→ Testo della pagina
★ ★ ★

Per Scott Fitzgerald non esistono secondi atti nella vita degli americani.
A differenza dei sanremesi, aggiungo io, che di secondi atti ne hanno avuti a bizzeffe; con l’aggravante che il loro “decennio perduto” dura all’incirca trent’anni.
Non mi riferisco ai ruggenti Anni Trenta della bellissima esposizione della “Famija Sanremasca” a Santa Tecla ma a quelli successivi a partire dagli scellerati Anni Sessanta rievocati nell’affresco di Calvino sulla “Speculazione edilizia” per arrivare al trentennio che sta per concludersi che definirei degli schizofrenici Anni Novanta,
Il trentennio perduto è iniziato con la seconda Repubblica e anche a Sanremo ha avuto come levatrice “Mani Pulite” ma in chiave minore con tre maxi inchieste sul mercato dei fiori, sull’Aurelia bis e sulla nuova viabilità di valle Armea e con l’immancabile blitz al casinò.
L’atto secondo è stato quello dell’epopea di Bibì & Bibò alla corte di Sciaboletta, l’atto terzo il quadriennio rosso che ha inaugurato la stagione dei manager-Houdinì prestati alla politica e la comica finale l’hanno interpretata i due imprenditori, Borea e Zoccarato che in successione hanno abbandonato la bottega per salvare la Patria, non lo avessero mai fatto!
Sanremo si affacciava al Duemila nell’ultimo decennio del secolo avendo a portata di mano opportunità straordinarie a condizione che una accorta regia politica avesse saputo farle affrontare realisticamente le novità negative delle trasformazioni all’orizzonte nei settori trainanti della sua economia, il turismo, la floricoltura, l’edilizia e i servizi.

★ ★ ★

→ Voci del dataset
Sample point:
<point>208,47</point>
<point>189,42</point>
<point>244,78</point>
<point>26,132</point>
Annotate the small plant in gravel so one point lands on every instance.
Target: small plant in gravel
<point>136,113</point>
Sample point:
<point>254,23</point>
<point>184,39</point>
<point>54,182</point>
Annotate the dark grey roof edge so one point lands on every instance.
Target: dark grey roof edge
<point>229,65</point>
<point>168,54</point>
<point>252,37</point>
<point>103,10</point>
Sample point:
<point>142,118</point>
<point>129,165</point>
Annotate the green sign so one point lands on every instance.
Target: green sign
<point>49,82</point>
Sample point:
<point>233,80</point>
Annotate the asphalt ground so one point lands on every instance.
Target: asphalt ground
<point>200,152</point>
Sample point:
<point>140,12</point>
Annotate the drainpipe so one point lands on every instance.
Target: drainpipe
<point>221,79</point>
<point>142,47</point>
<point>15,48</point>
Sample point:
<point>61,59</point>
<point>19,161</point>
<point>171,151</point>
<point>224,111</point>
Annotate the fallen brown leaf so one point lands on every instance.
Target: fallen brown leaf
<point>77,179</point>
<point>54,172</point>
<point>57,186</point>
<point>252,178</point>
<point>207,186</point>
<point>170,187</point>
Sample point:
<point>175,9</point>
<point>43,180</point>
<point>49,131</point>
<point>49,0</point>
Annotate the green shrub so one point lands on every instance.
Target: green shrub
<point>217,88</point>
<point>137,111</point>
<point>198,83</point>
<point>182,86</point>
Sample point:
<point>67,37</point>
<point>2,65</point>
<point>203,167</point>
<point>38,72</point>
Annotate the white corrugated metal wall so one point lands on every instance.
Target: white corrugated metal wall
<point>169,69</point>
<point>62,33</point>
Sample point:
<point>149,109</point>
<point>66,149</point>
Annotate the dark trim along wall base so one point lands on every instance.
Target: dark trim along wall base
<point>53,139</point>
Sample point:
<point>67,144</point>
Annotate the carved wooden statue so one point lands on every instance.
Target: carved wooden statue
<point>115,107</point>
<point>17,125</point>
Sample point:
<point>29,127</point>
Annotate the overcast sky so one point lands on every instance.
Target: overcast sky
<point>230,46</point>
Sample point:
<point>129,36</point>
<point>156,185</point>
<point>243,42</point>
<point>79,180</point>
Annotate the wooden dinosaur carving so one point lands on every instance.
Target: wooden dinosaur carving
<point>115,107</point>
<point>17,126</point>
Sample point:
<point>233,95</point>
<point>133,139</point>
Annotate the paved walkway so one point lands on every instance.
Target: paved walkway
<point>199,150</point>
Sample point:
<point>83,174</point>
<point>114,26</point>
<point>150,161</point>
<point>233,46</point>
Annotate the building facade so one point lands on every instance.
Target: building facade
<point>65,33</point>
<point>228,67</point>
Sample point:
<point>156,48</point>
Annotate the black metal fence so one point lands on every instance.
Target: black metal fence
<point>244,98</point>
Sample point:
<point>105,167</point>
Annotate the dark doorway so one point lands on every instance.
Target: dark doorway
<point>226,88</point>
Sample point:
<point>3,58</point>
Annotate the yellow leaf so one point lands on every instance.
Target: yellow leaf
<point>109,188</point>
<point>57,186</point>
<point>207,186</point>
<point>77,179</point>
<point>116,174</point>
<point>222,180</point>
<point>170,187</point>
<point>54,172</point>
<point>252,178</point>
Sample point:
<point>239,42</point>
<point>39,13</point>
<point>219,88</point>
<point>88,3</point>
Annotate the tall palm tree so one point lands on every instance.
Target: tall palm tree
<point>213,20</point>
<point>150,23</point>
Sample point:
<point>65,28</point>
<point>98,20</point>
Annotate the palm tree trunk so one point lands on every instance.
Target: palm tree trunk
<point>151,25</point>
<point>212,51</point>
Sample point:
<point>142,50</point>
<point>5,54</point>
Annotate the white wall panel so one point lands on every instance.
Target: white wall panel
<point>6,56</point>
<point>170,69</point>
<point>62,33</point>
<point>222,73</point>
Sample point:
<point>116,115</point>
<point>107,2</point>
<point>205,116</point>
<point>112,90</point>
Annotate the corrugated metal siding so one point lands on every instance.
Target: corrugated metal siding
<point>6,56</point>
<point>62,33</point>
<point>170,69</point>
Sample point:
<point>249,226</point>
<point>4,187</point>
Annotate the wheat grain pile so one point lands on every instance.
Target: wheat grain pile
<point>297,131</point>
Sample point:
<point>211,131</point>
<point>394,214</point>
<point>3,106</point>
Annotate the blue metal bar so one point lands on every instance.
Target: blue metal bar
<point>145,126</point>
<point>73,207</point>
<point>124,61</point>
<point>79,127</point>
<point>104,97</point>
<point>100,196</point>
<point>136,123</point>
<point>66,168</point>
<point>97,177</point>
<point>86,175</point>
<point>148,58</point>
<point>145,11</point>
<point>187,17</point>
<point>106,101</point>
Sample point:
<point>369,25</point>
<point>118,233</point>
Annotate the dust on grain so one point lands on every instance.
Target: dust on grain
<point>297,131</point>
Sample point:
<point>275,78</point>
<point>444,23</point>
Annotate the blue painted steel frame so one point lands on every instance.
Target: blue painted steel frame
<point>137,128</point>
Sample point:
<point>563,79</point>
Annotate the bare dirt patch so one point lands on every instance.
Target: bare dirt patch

★ ★ ★

→ Cosa fare
A. Secondo il testo su Sanremo, su quali argomenti vertevano le tre maxi inchieste?
B. Modifica il testo su Sanremo riportando il passo che inizia con le parole "A differenza dei" e si ferma dopo "blitz al casinò.", con "trentennio" sostituito ovunque da "periodo".
C. Prosegui il testo su Sanremo a partire dal punto in cui termina.
Le righe non hanno alcun ruolo in questo.

→ Risposte ai compiti
A. Sul mercato dei fiori, sull'Aurelia bis e sulla nuova viabilità di valle Armea.

B.
A differenza dei sanremesi, aggiungo io, che di secondi atti ne hanno avuti a bizzeffe; con l’aggravante che il loro “decennio perduto” dura all’incirca trent’anni.
Non mi riferisco ai ruggenti Anni Trenta della bellissima esposizione della “Famija Sanremasca” a Santa Tecla ma a quelli successivi a partire dagli scellerati Anni Sessanta rievocati nell’affresco di Calvino sulla “Speculazione edilizia” per arrivare al periodo che sta per concludersi che definirei degli schizofrenici Anni Novanta,
Il periodo perduto è iniziato con la seconda Repubblica e anche a Sanremo ha avuto come levatrice “Mani Pulite” ma in chiave minore con tre maxi inchieste sul mercato dei fiori, sull’Aurelia bis e sulla nuova viabilità di valle Armea e con l’immancabile blitz al casinò.

C.
Il peccato mortale è stato quello di credere che la cabina di regia fosse ancora e sempre il Comune, come ai bei tempi quando tutto gli ruotava intorno, dall’edilizia delle licenze singole alla floricoltura gravitante sul suo plateatico, dal mostruoso budget degli spettacoli e delle manifestazioni turistiche al bacio dell’anello del gestore privato della casa da gioco.
I primi segnali che andavano colti provenivano dal Viminale e dai suoi prefetti inviati in Comune per non avere privatizzato il casinò e al casinò per snidare Capitan Uncino.
Poi sull’edilizia non si è voluto capire che la festa era finita e così i due PUC successivi sono caduti negli eccessi opposti del "troppo e male" il primo nel 2003 e del "nulla e peggio" il secondo dodici anni dopo,
Lo spostamento del plateatico da corso Garibaldi all’Armea è avvenuto fuori tempo massimo per tante ragioni, dal drenaggio dei grandi esportatori al rafforzarsi delle cooperative, dalla contrazione della produzione locale al boom dell’import straniero e alla rivoluzione della logistica.
Le grandi opere infrastrutturali, avviate al di sopra e al di fuori del Comune sul finire del trentennio precedente erano passate indenni sotto le forche caudine di “Mani Pulite” ed erano vaccinate, invece sono finite nel tritacarne dello scandalismo giustizialista e del carrierismo giudiziario.
Ma a soffrire maggiormente della schizofrenia politica è stato il turismo, un po’ di massa ma con ambizioni e strategie elitarie e un po’ a caccia della clientela VIP con sardenaira, noci e fichi secchi.
Il trentennio perduto finirà con la fine di questa amministrazione all’insegna della decrescita infelice e stordita che si lascia dietro macerie e debiti.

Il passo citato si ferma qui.